(Source records)
....

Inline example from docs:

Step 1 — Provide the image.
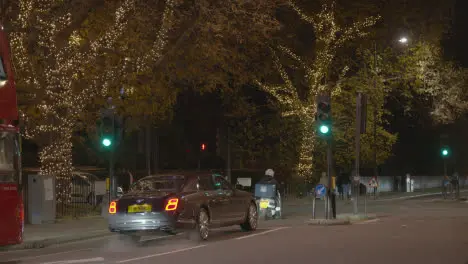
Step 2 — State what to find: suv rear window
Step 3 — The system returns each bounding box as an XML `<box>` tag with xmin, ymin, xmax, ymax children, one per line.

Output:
<box><xmin>130</xmin><ymin>176</ymin><xmax>185</xmax><ymax>192</ymax></box>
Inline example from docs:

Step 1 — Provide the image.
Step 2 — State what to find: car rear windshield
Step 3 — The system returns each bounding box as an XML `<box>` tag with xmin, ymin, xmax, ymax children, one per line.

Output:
<box><xmin>130</xmin><ymin>176</ymin><xmax>185</xmax><ymax>192</ymax></box>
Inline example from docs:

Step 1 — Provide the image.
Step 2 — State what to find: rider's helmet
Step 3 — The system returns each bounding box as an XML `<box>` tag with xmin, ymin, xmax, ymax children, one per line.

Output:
<box><xmin>265</xmin><ymin>169</ymin><xmax>275</xmax><ymax>177</ymax></box>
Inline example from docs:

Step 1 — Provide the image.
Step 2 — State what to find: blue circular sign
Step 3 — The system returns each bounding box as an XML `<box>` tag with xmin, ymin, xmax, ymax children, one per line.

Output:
<box><xmin>315</xmin><ymin>184</ymin><xmax>327</xmax><ymax>198</ymax></box>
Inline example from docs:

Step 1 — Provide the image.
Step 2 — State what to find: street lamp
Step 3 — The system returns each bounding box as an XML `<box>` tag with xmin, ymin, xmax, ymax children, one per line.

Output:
<box><xmin>398</xmin><ymin>37</ymin><xmax>408</xmax><ymax>44</ymax></box>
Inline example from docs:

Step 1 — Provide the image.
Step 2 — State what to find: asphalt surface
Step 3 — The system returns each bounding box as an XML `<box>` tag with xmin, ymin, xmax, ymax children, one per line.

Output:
<box><xmin>0</xmin><ymin>199</ymin><xmax>468</xmax><ymax>264</ymax></box>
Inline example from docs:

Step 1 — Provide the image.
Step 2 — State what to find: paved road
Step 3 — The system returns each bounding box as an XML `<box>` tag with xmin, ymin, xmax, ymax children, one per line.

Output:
<box><xmin>0</xmin><ymin>200</ymin><xmax>468</xmax><ymax>264</ymax></box>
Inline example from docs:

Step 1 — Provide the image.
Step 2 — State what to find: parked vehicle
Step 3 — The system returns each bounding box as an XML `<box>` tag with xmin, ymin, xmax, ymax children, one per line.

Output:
<box><xmin>71</xmin><ymin>171</ymin><xmax>99</xmax><ymax>204</ymax></box>
<box><xmin>255</xmin><ymin>183</ymin><xmax>281</xmax><ymax>220</ymax></box>
<box><xmin>108</xmin><ymin>173</ymin><xmax>258</xmax><ymax>241</ymax></box>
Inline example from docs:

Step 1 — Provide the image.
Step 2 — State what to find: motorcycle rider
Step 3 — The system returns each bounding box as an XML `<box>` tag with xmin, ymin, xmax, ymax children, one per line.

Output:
<box><xmin>259</xmin><ymin>169</ymin><xmax>281</xmax><ymax>214</ymax></box>
<box><xmin>259</xmin><ymin>169</ymin><xmax>278</xmax><ymax>187</ymax></box>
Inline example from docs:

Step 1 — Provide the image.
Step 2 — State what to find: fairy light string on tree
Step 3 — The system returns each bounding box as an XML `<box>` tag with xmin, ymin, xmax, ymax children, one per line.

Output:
<box><xmin>11</xmin><ymin>0</ymin><xmax>135</xmax><ymax>203</ymax></box>
<box><xmin>257</xmin><ymin>0</ymin><xmax>379</xmax><ymax>179</ymax></box>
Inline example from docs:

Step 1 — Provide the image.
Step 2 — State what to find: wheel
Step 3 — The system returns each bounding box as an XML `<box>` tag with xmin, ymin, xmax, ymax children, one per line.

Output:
<box><xmin>187</xmin><ymin>208</ymin><xmax>210</xmax><ymax>242</ymax></box>
<box><xmin>241</xmin><ymin>203</ymin><xmax>258</xmax><ymax>231</ymax></box>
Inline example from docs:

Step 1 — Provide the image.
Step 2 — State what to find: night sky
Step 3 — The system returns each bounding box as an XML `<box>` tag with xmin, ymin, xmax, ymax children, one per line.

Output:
<box><xmin>382</xmin><ymin>0</ymin><xmax>468</xmax><ymax>175</ymax></box>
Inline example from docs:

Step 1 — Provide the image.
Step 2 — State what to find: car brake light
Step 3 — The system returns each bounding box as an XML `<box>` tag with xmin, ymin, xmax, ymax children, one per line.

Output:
<box><xmin>166</xmin><ymin>198</ymin><xmax>179</xmax><ymax>211</ymax></box>
<box><xmin>109</xmin><ymin>201</ymin><xmax>117</xmax><ymax>214</ymax></box>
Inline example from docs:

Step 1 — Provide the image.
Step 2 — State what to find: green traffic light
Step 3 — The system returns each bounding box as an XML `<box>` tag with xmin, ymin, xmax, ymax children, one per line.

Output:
<box><xmin>102</xmin><ymin>138</ymin><xmax>112</xmax><ymax>147</ymax></box>
<box><xmin>320</xmin><ymin>125</ymin><xmax>330</xmax><ymax>134</ymax></box>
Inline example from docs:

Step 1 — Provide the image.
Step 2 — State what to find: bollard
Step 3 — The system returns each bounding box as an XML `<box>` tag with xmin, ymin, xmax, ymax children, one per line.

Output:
<box><xmin>312</xmin><ymin>195</ymin><xmax>317</xmax><ymax>219</ymax></box>
<box><xmin>331</xmin><ymin>192</ymin><xmax>336</xmax><ymax>219</ymax></box>
<box><xmin>364</xmin><ymin>193</ymin><xmax>367</xmax><ymax>215</ymax></box>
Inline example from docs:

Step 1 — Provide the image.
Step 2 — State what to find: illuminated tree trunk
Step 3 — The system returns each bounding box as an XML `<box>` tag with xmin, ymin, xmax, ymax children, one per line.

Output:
<box><xmin>296</xmin><ymin>114</ymin><xmax>315</xmax><ymax>179</ymax></box>
<box><xmin>39</xmin><ymin>129</ymin><xmax>73</xmax><ymax>203</ymax></box>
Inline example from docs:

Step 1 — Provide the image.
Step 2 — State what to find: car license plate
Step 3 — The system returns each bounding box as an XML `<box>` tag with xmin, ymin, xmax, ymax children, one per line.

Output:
<box><xmin>260</xmin><ymin>200</ymin><xmax>270</xmax><ymax>209</ymax></box>
<box><xmin>128</xmin><ymin>204</ymin><xmax>151</xmax><ymax>213</ymax></box>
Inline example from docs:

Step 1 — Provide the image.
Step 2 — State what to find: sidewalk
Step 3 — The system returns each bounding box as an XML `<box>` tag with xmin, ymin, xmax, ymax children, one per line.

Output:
<box><xmin>283</xmin><ymin>188</ymin><xmax>458</xmax><ymax>206</ymax></box>
<box><xmin>0</xmin><ymin>216</ymin><xmax>112</xmax><ymax>251</ymax></box>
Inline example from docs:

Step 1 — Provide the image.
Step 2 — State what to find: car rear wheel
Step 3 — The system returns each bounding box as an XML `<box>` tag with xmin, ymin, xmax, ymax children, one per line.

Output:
<box><xmin>241</xmin><ymin>203</ymin><xmax>258</xmax><ymax>231</ymax></box>
<box><xmin>188</xmin><ymin>208</ymin><xmax>210</xmax><ymax>241</ymax></box>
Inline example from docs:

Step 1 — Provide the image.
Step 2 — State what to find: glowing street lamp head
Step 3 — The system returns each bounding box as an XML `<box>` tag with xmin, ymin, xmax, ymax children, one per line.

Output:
<box><xmin>442</xmin><ymin>149</ymin><xmax>448</xmax><ymax>157</ymax></box>
<box><xmin>102</xmin><ymin>138</ymin><xmax>112</xmax><ymax>147</ymax></box>
<box><xmin>320</xmin><ymin>125</ymin><xmax>330</xmax><ymax>134</ymax></box>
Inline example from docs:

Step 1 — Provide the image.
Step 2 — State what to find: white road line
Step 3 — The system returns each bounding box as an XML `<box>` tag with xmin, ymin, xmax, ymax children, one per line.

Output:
<box><xmin>116</xmin><ymin>245</ymin><xmax>206</xmax><ymax>264</ymax></box>
<box><xmin>11</xmin><ymin>248</ymin><xmax>93</xmax><ymax>261</ymax></box>
<box><xmin>41</xmin><ymin>257</ymin><xmax>104</xmax><ymax>264</ymax></box>
<box><xmin>356</xmin><ymin>218</ymin><xmax>380</xmax><ymax>225</ymax></box>
<box><xmin>236</xmin><ymin>226</ymin><xmax>291</xmax><ymax>240</ymax></box>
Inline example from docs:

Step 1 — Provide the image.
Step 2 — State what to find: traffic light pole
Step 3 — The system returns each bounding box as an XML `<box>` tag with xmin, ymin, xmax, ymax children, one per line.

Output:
<box><xmin>444</xmin><ymin>158</ymin><xmax>448</xmax><ymax>177</ymax></box>
<box><xmin>326</xmin><ymin>138</ymin><xmax>336</xmax><ymax>219</ymax></box>
<box><xmin>109</xmin><ymin>114</ymin><xmax>117</xmax><ymax>199</ymax></box>
<box><xmin>353</xmin><ymin>93</ymin><xmax>362</xmax><ymax>214</ymax></box>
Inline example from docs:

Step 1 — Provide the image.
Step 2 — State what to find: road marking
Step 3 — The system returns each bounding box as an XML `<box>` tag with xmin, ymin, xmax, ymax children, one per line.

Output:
<box><xmin>236</xmin><ymin>226</ymin><xmax>291</xmax><ymax>240</ymax></box>
<box><xmin>356</xmin><ymin>218</ymin><xmax>380</xmax><ymax>225</ymax></box>
<box><xmin>115</xmin><ymin>245</ymin><xmax>206</xmax><ymax>264</ymax></box>
<box><xmin>140</xmin><ymin>233</ymin><xmax>184</xmax><ymax>242</ymax></box>
<box><xmin>11</xmin><ymin>248</ymin><xmax>93</xmax><ymax>261</ymax></box>
<box><xmin>41</xmin><ymin>257</ymin><xmax>104</xmax><ymax>264</ymax></box>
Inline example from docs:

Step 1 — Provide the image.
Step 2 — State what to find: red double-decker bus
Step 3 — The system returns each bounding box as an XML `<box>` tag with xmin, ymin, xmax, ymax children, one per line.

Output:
<box><xmin>0</xmin><ymin>24</ymin><xmax>24</xmax><ymax>246</ymax></box>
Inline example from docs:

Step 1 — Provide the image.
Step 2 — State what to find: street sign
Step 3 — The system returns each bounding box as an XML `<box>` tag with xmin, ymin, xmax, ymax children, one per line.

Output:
<box><xmin>315</xmin><ymin>184</ymin><xmax>327</xmax><ymax>198</ymax></box>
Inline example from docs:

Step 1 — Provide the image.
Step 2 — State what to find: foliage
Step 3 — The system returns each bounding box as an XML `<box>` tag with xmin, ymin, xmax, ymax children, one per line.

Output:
<box><xmin>396</xmin><ymin>42</ymin><xmax>468</xmax><ymax>123</ymax></box>
<box><xmin>257</xmin><ymin>1</ymin><xmax>377</xmax><ymax>178</ymax></box>
<box><xmin>10</xmin><ymin>0</ymin><xmax>144</xmax><ymax>202</ymax></box>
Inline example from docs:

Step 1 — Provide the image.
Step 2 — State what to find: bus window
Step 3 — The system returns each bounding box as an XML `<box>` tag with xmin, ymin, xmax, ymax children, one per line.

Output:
<box><xmin>0</xmin><ymin>57</ymin><xmax>8</xmax><ymax>88</ymax></box>
<box><xmin>0</xmin><ymin>132</ymin><xmax>16</xmax><ymax>183</ymax></box>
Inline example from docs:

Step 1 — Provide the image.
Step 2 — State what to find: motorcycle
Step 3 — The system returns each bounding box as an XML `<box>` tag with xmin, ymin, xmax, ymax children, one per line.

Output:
<box><xmin>255</xmin><ymin>184</ymin><xmax>281</xmax><ymax>220</ymax></box>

....

Can you show every line of the records above that contains the word "motorcycle"? Match case.

Step 2 — State what to find: motorcycle rider
Step 2 — State what to find: motorcycle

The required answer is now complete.